• PROBLEM TO WORK ON: For this exercise, print all of the data exactly as given.

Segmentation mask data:
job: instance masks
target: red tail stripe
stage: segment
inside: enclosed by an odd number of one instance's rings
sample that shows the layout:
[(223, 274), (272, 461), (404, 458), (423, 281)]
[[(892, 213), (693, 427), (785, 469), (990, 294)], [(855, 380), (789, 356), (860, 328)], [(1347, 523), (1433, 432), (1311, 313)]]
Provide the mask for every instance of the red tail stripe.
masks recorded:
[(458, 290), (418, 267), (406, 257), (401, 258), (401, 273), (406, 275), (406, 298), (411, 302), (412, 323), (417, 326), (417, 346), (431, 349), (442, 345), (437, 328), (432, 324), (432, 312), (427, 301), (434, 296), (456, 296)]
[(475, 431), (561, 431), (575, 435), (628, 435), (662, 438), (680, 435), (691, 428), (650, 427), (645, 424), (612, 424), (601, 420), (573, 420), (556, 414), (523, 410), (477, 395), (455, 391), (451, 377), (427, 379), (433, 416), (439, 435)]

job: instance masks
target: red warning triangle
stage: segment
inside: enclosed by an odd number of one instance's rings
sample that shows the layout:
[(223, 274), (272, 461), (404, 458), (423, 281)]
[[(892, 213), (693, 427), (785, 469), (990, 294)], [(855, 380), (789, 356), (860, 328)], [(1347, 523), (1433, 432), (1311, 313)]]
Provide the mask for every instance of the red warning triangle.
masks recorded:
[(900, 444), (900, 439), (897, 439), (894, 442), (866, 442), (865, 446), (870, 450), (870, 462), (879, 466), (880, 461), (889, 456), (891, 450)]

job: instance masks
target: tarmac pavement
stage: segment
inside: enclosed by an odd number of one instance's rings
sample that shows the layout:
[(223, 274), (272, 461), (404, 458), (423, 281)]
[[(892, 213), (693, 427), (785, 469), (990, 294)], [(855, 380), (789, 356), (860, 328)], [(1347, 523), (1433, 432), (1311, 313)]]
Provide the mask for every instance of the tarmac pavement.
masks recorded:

• SOLUTION TO THE EXERCISE:
job: instance masks
target: red tail stripe
stage: segment
inside: enclosed by an odd number of one instance's rings
sample that shows the layout:
[(223, 274), (272, 461), (404, 458), (423, 281)]
[[(892, 213), (693, 427), (785, 469), (990, 294)], [(855, 380), (789, 356), (860, 328)], [(1347, 523), (1433, 432), (1311, 313)]]
Provide the mask for every instance of the red tail stripe.
masks recorded:
[(458, 290), (418, 267), (406, 257), (401, 258), (401, 273), (406, 275), (406, 298), (411, 302), (412, 323), (417, 326), (417, 346), (431, 349), (442, 345), (437, 328), (432, 324), (432, 312), (427, 301), (434, 296), (456, 296)]
[(475, 431), (561, 431), (575, 435), (628, 435), (662, 438), (680, 435), (691, 428), (650, 427), (645, 424), (612, 424), (601, 420), (573, 420), (556, 414), (523, 410), (477, 395), (455, 391), (451, 377), (427, 379), (433, 416), (439, 435)]

job: instance masks
target: red warning triangle
stage: segment
inside: enclosed by an odd number of one instance's rings
sample that shows the layout:
[(223, 274), (272, 461), (404, 458), (423, 281)]
[[(892, 213), (693, 427), (785, 469), (990, 294)], [(855, 380), (789, 356), (860, 328)], [(1347, 523), (1433, 432), (1311, 313)]]
Provide the mask for every instance of the red warning triangle.
masks recorded:
[(900, 444), (900, 439), (897, 439), (894, 442), (866, 442), (865, 446), (870, 450), (870, 462), (879, 466), (880, 461), (889, 456), (891, 450)]

job: instance masks
target: tarmac pavement
stage: segment
inside: enclosed by an odd number of one instance's rings
sample that shows the layout:
[(223, 274), (272, 461), (404, 458), (423, 281)]
[[(892, 213), (693, 427), (785, 469), (990, 294)], [(855, 380), (789, 356), (860, 328)], [(1347, 523), (1433, 432), (1311, 313)]]
Provide the mask for every instance of the tarmac pavement.
masks recorded:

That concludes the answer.